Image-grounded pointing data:
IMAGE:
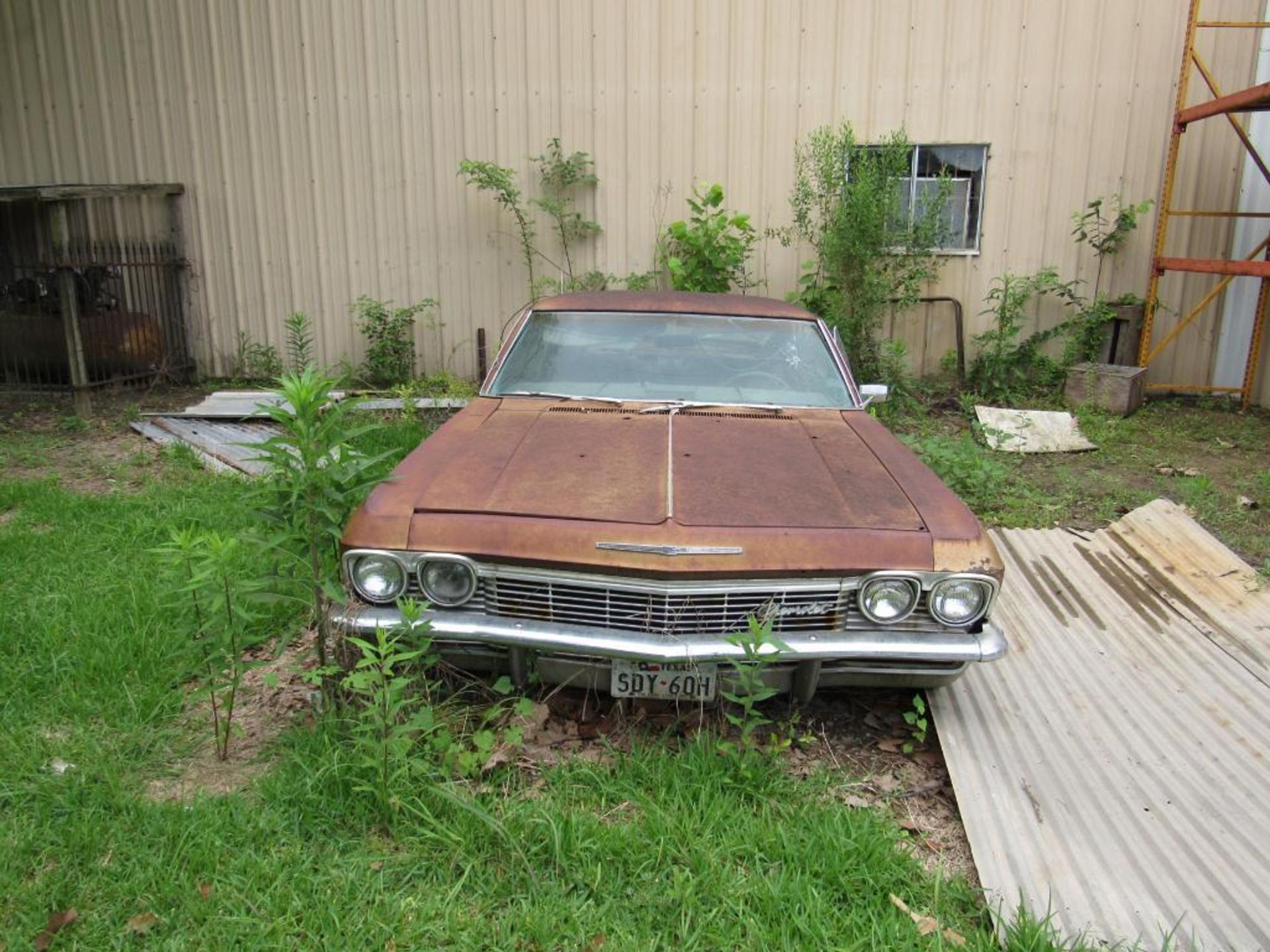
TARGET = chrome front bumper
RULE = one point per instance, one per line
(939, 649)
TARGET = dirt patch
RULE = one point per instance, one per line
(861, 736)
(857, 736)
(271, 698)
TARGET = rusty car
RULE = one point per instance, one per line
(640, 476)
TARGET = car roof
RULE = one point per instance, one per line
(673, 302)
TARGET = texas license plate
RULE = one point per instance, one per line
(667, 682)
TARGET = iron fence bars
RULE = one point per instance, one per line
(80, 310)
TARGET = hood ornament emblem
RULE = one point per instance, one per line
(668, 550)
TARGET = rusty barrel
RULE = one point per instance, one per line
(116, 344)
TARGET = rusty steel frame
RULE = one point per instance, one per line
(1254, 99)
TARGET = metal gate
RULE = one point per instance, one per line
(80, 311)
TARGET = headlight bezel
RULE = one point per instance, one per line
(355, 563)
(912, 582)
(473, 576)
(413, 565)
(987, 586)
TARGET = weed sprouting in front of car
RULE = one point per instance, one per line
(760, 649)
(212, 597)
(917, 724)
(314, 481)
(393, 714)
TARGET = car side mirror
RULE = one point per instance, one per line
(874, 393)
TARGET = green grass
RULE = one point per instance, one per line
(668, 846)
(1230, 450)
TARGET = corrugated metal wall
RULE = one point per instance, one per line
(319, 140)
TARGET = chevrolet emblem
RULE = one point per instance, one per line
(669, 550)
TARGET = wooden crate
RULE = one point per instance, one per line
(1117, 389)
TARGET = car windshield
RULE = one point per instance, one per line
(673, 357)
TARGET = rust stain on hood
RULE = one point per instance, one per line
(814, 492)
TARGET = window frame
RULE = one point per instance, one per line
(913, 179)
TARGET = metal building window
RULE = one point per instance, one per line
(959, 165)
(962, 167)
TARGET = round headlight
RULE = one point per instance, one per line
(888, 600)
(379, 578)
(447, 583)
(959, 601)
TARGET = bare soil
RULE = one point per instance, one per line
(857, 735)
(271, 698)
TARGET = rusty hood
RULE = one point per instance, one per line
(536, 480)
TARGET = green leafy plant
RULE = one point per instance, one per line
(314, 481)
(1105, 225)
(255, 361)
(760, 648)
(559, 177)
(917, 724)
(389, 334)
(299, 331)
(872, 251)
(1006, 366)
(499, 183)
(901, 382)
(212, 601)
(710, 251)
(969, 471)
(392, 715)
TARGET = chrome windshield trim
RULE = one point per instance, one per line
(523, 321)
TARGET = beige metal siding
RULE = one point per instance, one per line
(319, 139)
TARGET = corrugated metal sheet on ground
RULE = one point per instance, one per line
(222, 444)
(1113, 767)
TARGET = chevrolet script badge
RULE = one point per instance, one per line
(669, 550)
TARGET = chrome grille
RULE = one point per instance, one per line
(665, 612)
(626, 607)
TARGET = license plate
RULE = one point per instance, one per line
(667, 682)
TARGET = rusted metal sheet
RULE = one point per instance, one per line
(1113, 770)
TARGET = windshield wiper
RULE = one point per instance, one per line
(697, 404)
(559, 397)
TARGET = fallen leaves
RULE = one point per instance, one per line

WHAT NEEDS TO BE DONE: Look above for the line with "TARGET = metal gate" and the line with "TARGET = green leafy plant". Write out those two lines and all the lines between them, exactly, and no others.

EXPECTED ANSWER:
TARGET = metal gate
RULE = one point per instance, one per line
(80, 311)
TARGET = headlight bezel
RULE = one point per instance, one per line
(355, 563)
(912, 582)
(473, 576)
(413, 565)
(987, 586)
TARGET = weed sprouting in front of car
RULE = one point per instance, one per line
(760, 649)
(212, 597)
(917, 724)
(314, 481)
(393, 714)
TARGET = car side mirror
RULE = one point per instance, one per line
(874, 393)
TARGET = green grass
RULE = one point per instance, one per line
(668, 846)
(1230, 450)
TARGET = corrugated metal wall
RULE = one point per instance, one per line
(319, 140)
TARGET = chevrolet emblem
RULE = one point per instance, one per line
(669, 550)
TARGET = wooden crate
RULE = one point per instance, one per line
(1117, 389)
TARGET = car windshield
RULE = one point per instance, one per line
(673, 357)
TARGET = rust stain on hood
RULE = one point per instance, one per line
(814, 492)
TARGET = window frame
RULE = one point per instance, one per line
(913, 179)
TARGET = metal building window
RULE = one point per instance, one per line
(959, 165)
(962, 167)
TARGET = round headlight
RULE = one point per instance, one per line
(888, 600)
(379, 578)
(447, 583)
(959, 601)
TARGET = bare soil
RULE = one point per instance, one per line
(857, 735)
(271, 698)
TARGET = rusty hood
RULE = one point per instance, one per line
(536, 480)
TARGET = green leafy plant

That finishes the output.